====== EXTRACTED TEXT

In today’s world, enlightened voices in support of the arts and sciences are needed more than ever. We need the sciences to understand our world and find solutions to its problems; we need the arts to raise our horizons and unleash creativity. Since the earliest times, this is how humanity has moved forward.
Yet today art and science are under attack, not just from bigots and extremists, but from politicians and establishment bureaucrats among whom vision has been replaced by spin, electoral expediency and the soul-destroying ideology of neoliberalism. In cutting funding to public institutions such as the ABC, the Australia Council, the CSIRO, universities, museums, galleries and libraries, they are sacrificing the wellbeing of society for short-term political gain.
The 1970s opened a period in which the arts and sciences flourished in Australia, and the world was the richer for it. But today, while billionaires and multinationals amass their largely untaxed wealth, the cultural gains of previous generations are being stolen from the rest of us. That’s the heist.

============
====== DATA FOR ANALYSIS

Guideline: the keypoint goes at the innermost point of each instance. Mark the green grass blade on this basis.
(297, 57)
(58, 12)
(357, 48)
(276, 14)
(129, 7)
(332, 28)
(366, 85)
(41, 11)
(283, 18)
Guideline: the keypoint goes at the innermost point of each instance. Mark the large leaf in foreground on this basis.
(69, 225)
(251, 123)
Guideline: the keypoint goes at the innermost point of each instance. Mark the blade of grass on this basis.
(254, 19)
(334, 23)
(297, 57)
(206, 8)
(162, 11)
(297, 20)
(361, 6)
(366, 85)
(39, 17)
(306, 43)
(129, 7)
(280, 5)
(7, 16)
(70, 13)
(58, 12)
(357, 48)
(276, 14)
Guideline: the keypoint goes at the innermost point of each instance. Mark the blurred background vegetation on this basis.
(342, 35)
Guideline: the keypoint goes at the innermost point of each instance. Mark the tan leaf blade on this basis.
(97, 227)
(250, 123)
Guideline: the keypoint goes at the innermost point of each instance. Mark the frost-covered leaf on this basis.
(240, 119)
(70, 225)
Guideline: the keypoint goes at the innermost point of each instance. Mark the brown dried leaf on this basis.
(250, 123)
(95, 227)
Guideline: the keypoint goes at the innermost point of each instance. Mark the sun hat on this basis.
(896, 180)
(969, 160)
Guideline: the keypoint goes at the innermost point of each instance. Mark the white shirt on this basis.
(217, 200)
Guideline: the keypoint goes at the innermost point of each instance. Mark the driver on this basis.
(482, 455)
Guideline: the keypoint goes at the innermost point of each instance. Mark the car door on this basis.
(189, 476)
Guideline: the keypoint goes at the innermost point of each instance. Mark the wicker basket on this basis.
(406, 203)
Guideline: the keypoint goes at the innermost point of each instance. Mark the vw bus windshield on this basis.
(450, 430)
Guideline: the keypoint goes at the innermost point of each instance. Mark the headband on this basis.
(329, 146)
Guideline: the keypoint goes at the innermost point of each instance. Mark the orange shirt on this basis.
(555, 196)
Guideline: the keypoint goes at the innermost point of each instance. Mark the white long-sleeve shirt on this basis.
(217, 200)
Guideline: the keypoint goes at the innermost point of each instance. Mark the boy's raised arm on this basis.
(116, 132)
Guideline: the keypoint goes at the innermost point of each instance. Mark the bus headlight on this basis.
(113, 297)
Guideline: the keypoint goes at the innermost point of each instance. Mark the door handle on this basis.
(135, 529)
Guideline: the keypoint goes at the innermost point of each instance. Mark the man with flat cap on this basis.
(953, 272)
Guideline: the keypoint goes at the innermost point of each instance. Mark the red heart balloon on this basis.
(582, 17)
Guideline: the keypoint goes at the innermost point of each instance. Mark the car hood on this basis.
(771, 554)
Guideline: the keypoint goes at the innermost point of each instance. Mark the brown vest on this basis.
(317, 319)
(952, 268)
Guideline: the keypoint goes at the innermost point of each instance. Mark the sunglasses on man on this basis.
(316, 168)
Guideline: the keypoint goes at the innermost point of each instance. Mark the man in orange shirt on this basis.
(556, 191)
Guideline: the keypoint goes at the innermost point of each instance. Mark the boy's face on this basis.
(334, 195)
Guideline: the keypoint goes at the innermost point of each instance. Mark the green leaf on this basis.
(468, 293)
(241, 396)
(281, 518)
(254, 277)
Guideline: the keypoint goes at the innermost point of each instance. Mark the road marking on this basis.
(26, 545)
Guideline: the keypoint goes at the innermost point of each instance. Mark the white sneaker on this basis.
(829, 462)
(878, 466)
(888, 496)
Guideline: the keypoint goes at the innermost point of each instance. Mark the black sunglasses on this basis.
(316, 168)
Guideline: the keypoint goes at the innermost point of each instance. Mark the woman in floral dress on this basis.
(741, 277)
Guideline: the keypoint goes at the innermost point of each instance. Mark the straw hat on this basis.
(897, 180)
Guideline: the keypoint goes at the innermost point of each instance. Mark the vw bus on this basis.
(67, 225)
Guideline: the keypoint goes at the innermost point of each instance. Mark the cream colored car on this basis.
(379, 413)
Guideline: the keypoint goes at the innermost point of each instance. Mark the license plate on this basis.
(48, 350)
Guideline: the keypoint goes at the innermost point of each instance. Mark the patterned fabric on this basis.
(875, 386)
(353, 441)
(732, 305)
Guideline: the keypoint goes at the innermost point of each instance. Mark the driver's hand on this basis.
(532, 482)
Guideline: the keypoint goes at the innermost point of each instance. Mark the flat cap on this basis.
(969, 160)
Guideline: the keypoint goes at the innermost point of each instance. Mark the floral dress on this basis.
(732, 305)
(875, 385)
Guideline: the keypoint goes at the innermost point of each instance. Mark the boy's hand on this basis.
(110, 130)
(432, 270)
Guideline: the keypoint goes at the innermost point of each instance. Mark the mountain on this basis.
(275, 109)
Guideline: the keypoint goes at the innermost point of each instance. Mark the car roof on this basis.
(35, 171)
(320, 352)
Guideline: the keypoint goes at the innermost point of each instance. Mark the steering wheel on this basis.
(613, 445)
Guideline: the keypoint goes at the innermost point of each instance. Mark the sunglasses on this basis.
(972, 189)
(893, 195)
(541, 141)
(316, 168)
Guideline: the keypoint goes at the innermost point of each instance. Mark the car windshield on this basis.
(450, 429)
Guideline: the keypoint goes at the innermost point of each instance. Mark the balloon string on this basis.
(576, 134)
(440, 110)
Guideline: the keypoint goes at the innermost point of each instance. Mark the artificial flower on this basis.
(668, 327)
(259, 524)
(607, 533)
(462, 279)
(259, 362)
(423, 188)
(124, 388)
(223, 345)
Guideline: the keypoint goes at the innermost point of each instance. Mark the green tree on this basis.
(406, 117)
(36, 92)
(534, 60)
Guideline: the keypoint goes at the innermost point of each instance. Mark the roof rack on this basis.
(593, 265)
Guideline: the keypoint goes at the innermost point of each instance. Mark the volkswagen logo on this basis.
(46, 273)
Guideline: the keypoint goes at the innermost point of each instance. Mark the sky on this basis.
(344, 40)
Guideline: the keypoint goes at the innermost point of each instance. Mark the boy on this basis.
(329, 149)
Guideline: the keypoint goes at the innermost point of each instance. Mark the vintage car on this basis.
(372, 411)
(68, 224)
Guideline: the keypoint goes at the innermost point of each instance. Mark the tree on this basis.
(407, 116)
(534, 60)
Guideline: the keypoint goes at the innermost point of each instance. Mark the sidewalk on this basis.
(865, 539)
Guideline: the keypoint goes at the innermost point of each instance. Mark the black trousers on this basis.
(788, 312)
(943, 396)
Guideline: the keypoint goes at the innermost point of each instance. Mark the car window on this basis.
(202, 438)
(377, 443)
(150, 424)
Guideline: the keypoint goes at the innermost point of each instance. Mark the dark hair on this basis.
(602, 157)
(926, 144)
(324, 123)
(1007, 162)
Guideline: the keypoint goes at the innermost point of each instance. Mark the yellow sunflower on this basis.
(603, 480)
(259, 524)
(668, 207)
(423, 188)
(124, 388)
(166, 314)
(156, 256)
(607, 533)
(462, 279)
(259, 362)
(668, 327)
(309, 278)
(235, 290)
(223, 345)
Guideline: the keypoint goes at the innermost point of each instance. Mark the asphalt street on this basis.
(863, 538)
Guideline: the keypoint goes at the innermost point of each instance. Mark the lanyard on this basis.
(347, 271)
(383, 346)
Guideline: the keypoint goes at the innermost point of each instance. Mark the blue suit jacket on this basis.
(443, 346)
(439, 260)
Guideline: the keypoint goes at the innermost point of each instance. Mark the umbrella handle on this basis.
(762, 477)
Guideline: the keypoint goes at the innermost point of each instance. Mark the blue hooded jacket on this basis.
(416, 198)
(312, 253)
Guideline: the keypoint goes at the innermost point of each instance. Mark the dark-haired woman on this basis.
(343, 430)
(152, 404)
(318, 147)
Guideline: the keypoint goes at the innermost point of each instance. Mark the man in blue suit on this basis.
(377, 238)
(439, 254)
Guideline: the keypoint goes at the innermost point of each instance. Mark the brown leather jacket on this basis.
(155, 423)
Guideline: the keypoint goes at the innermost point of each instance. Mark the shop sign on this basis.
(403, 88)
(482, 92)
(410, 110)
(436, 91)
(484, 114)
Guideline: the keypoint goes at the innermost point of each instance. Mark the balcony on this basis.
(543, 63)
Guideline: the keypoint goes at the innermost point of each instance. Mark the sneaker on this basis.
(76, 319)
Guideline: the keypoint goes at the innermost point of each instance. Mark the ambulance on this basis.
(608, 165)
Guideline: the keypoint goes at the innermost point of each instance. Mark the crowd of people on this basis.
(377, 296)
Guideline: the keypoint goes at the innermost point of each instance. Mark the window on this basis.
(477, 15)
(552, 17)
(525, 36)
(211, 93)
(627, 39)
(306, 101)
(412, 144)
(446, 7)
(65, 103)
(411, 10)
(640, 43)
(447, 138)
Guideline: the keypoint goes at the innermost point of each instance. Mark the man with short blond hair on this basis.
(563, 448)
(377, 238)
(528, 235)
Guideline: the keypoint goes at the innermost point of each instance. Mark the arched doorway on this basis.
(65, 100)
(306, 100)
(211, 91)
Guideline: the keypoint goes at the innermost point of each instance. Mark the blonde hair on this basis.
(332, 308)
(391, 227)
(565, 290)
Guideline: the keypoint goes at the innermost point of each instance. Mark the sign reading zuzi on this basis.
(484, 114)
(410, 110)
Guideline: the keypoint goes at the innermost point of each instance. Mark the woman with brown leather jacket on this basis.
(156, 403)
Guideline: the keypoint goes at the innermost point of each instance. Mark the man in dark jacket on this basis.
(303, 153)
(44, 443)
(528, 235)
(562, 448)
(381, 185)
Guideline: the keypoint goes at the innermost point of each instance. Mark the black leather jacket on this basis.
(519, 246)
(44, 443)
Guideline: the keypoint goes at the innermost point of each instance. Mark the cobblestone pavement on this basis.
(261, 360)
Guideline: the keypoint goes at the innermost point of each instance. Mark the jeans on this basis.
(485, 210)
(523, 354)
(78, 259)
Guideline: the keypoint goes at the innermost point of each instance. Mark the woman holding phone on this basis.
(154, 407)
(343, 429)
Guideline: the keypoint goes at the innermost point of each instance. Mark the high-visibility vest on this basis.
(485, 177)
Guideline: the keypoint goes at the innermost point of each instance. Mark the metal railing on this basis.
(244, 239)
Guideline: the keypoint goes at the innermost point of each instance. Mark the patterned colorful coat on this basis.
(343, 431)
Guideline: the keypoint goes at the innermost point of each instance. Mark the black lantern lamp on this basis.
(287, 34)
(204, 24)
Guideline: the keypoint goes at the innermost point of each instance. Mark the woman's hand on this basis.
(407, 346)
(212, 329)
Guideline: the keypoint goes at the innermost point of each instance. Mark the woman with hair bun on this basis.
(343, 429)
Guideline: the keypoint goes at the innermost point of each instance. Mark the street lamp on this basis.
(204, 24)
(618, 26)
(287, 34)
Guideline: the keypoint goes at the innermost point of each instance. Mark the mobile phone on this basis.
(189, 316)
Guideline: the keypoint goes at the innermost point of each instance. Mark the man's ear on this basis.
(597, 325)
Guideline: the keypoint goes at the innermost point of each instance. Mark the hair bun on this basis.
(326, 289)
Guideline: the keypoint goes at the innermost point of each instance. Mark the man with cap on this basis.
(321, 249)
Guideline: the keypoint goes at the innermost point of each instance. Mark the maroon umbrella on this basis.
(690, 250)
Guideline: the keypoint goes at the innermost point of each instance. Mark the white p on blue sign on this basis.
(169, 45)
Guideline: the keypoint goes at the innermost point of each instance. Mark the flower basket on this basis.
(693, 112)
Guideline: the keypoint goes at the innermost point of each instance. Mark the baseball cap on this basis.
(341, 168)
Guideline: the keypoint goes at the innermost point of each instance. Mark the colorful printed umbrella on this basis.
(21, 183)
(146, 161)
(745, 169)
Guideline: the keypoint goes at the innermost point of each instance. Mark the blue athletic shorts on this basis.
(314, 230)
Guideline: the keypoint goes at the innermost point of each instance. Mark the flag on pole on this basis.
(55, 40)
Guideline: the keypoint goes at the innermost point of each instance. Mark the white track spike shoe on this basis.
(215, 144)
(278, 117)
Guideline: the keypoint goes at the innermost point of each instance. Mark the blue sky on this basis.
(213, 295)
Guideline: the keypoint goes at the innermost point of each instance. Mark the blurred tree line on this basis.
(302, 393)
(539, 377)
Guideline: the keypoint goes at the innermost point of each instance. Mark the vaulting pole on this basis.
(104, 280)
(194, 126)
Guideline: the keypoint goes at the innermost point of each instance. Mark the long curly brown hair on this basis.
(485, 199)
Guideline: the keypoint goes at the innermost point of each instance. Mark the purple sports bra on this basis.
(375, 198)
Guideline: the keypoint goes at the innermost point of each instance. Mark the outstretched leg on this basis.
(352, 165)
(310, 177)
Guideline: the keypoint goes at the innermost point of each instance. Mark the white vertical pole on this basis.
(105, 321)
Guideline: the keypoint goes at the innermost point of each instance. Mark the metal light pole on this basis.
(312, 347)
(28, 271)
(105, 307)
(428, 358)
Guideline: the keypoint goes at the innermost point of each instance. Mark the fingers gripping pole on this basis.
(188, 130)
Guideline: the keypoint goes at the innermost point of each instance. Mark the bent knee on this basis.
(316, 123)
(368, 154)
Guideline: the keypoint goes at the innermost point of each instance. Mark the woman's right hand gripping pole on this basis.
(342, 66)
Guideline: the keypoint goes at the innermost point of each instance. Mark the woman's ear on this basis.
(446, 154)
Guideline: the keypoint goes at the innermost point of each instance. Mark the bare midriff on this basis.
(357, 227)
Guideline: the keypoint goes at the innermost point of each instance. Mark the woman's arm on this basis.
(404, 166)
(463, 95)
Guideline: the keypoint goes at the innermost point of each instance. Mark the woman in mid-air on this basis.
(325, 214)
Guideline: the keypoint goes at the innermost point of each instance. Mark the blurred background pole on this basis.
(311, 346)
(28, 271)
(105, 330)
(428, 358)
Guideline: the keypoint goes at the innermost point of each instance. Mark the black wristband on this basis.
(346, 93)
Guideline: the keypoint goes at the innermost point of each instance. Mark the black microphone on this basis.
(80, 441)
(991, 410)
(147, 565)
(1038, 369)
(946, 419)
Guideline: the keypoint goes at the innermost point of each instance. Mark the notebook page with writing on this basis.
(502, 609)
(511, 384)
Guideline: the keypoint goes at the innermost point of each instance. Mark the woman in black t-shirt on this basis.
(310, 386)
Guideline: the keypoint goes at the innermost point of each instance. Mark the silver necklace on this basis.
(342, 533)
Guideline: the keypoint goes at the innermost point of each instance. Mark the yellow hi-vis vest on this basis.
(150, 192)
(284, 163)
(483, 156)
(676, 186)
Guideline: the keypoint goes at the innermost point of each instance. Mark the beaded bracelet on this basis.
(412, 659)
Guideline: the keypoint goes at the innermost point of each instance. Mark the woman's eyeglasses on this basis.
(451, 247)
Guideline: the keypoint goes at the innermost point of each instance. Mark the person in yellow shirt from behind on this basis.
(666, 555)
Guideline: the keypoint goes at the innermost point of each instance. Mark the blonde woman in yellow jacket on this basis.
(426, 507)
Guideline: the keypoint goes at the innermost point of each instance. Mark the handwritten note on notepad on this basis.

============

■ **INSTRUCTIONS TO FOLLOW**
List every public institution named in the passage on the arts and sciences as facing funding cuts.

■ **TASK RESULT**
- the ABC
- the Australia Council
- the CSIRO
- universities
- museums
- galleries
- libraries